[Document text]
You want to support two different patterns, one with 00 and the other with + at the start. You may merge the alternatives using a non-capturing group:

import re
strng = "+12 34 567890"
pattern = r"(?:00|\+)([1-9]\d) ([1-9]\d) ([1-9]\d{5})$"
m = re.match(pattern, strng)
if m:
    print(m.group(1))
    print(m.group(2))
    print(m.group(3))

See the regex demo and the Python demo yielding

12
34
567890

The regex at the regex testing site is prepended with ^ (start of string) because re.match only matches at the start of the string. The whole pattern now matches:

  • ^ - start of string (implicit in re.match)
  • (?:00|\+) - a 00 or + substrings
  • ([1-9]\d) - Capturing group 1: a digit from 1 to 9 and then any digit
  • - a space (replace with \s to match any 1 whitespace chars)

[Stated problem 1] Count the lines in the records that contain the string "moss", treating uppercase and lowercase as different, and give only the number.
The records are not related to the text.

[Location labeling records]
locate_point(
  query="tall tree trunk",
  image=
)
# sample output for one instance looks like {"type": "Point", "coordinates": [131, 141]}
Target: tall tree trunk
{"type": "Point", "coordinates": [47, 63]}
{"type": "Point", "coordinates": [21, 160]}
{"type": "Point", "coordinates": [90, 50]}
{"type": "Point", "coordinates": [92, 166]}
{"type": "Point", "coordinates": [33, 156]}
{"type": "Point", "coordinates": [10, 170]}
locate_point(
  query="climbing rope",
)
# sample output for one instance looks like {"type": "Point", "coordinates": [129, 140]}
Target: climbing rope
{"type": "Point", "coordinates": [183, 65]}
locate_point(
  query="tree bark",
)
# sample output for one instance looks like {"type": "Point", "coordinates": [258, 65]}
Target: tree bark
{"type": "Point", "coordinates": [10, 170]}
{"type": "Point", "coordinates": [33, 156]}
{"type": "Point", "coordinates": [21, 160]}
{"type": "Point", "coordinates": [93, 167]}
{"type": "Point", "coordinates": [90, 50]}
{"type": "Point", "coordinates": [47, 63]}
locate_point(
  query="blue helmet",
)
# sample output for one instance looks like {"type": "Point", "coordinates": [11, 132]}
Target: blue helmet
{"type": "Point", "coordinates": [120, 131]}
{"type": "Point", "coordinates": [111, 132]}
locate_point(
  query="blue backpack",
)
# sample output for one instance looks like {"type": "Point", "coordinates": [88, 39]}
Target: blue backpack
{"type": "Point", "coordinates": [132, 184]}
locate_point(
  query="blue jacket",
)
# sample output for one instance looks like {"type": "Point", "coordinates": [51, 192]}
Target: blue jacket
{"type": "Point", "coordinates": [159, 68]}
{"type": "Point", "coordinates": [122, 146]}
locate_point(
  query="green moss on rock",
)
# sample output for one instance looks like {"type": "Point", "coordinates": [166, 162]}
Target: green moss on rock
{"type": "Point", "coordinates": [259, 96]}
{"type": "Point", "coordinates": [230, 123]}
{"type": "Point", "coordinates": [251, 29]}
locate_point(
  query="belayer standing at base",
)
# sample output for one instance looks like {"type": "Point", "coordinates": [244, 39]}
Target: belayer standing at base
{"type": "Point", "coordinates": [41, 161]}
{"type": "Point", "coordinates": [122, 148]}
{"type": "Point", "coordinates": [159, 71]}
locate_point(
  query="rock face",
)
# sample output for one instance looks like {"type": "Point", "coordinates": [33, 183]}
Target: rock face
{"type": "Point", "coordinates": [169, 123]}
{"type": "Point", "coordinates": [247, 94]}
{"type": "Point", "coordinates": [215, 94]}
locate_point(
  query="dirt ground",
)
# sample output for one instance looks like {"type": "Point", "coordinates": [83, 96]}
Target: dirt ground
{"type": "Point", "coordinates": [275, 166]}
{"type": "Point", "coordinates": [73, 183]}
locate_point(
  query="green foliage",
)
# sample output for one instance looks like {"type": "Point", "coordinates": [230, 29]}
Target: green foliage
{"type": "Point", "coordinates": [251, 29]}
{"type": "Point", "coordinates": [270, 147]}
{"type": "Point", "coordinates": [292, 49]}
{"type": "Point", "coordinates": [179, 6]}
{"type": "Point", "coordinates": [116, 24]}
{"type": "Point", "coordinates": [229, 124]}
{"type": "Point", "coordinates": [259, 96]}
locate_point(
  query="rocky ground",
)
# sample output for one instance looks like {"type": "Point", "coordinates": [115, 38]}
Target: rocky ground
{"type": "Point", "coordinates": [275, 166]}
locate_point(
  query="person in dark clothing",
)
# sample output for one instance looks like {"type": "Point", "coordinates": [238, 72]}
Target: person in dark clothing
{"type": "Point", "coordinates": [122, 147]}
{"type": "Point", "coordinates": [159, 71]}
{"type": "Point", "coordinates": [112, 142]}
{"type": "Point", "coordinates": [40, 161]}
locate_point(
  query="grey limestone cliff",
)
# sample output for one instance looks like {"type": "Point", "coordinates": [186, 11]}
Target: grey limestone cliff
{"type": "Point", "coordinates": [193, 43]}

[Stated problem 2] List the values that the regex text says its Python demo prints.

[Correct response 1] 2

[Correct response 2]
12
34
567890